PASSAGE SHOWN
— begin —

Xavier 2011 Côtes-Du-Rhône-Villages ($18.95). Here is yet another biodynamically produced Rhône that packs in amazing purity, energy and depth for its price. And although there are many great organic wines in the dry, hot south, I am really heartened to see some now emerging in basic Côtes-Du-Rhône-Villages wines, at such honest prices. This wine is by Xavier Vignon, a consulting oenologist based in Châteauneuf-du-Pape.
Domaine Lafage 2011 Tessellae Vieilles Vignes Carignan ($16.95). Old vine carignan is becoming one of the new “it” wines for the somm set and industry insiders. Long buried in blends from southern France and northern Spain (where it is called carinena), it is emerging as a seriously good varietal in its own right when harvested from old vines and made with a modern eye to quality. But there is still something slightly rustic about it. Côtes Catalanes – the catch-all, non AOC, region of Roussillon, next to Catalonia in Spain – is prime real estate for this grape.
Piqued Interest in Ontario’s Constellation Wineries
I have long watched Ontario’s “Constellation” wineries – Jackson-Triggs, Inniskillin and Le Clos Jordanne – evolve and manoeuvre through changes of ownership, branding and outlook. Each winery, over its history, has been on a different trajectory in terms of ambition, quality and focus. Pioneering Inniskillin started boutique and went large, with a focus on icewine. Jackson-Triggs started very big and commercial then added an up-market business. Le Clos Jordanne started boldy upscale and niche with pinot noir and chardonnay only. But after a recent visit to all three in one-day, it is apparent that things are evening out after several years of ownership by American-owned Constellation Wines – the largest wine company in the world.

— end —

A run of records
— begin —

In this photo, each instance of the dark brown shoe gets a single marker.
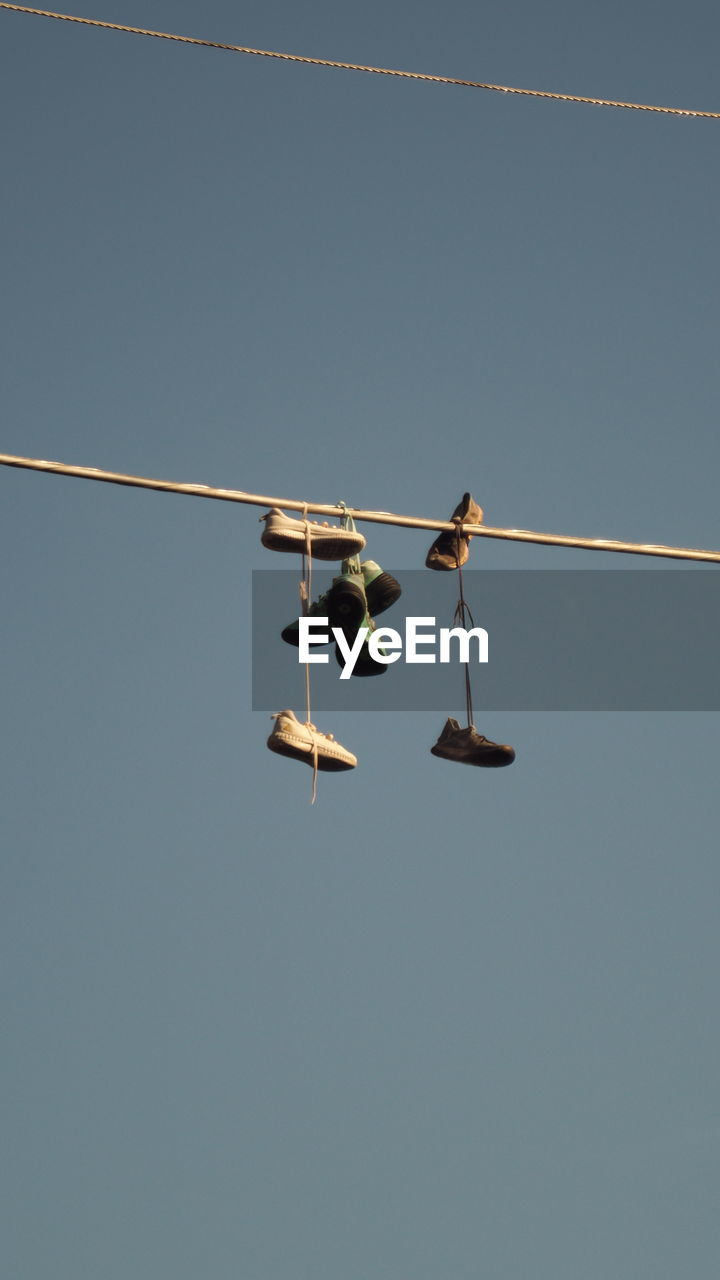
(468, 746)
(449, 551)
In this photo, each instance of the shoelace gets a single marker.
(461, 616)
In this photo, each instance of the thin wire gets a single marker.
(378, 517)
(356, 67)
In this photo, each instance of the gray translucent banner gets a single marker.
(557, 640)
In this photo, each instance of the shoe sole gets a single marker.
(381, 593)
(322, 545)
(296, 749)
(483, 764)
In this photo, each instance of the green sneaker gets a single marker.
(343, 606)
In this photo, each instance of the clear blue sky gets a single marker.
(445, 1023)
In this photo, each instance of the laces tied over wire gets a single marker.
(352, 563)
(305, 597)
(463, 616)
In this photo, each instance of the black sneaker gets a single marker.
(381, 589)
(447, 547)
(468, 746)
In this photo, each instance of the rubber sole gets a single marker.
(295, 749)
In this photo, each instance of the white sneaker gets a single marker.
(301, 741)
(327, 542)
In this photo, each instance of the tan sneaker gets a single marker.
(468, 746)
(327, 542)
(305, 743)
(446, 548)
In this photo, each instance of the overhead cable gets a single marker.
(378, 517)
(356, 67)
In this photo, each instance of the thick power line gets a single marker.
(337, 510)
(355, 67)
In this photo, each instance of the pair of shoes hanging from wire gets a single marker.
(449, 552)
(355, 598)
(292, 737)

— end —

TASKS TO COMPLETE
(A) Name the Ontario wineries that the wine text identifies as Constellation wineries.
(B) Reproduce every line of the listing verbatim, omitting the picture.

PER-TASK OUTPUTS
(A) Jackson-Triggs, Inniskillin, Le Clos Jordanne

(B)
In this photo, each instance of the dark brown shoe gets a single marker.
(468, 746)
(449, 551)
In this photo, each instance of the shoelace gets a single marker.
(461, 616)
In this photo, each instance of the thin wire gets a single marker.
(378, 517)
(356, 67)
In this photo, each instance of the gray translucent banner gets a single marker.
(557, 640)
In this photo, each instance of the shoe sole gets a single marker.
(381, 593)
(322, 545)
(296, 749)
(483, 764)
In this photo, each instance of the green sneaker gets a single marker.
(343, 606)
In this photo, each instance of the clear blue sky gets a single marker.
(445, 1023)
In this photo, each instance of the laces tied over wire gets a single marker.
(352, 563)
(305, 597)
(463, 616)
In this photo, each instance of the black sneaker gets a single marker.
(381, 589)
(447, 547)
(468, 746)
In this photo, each instance of the rubber sole gets a single marker.
(295, 749)
In this photo, each instance of the white sneaker gets a single marker.
(301, 741)
(327, 542)
In this photo, each instance of the tan sneaker gets a single marker.
(468, 746)
(327, 542)
(305, 743)
(446, 548)
In this photo, each instance of the overhead cable gets a single marker.
(378, 517)
(356, 67)
In this photo, each instance of the thick power line gets a single marker.
(337, 510)
(355, 67)
In this photo, each instance of the pair of shoes hanging from wire gets a single marker.
(449, 552)
(355, 598)
(292, 737)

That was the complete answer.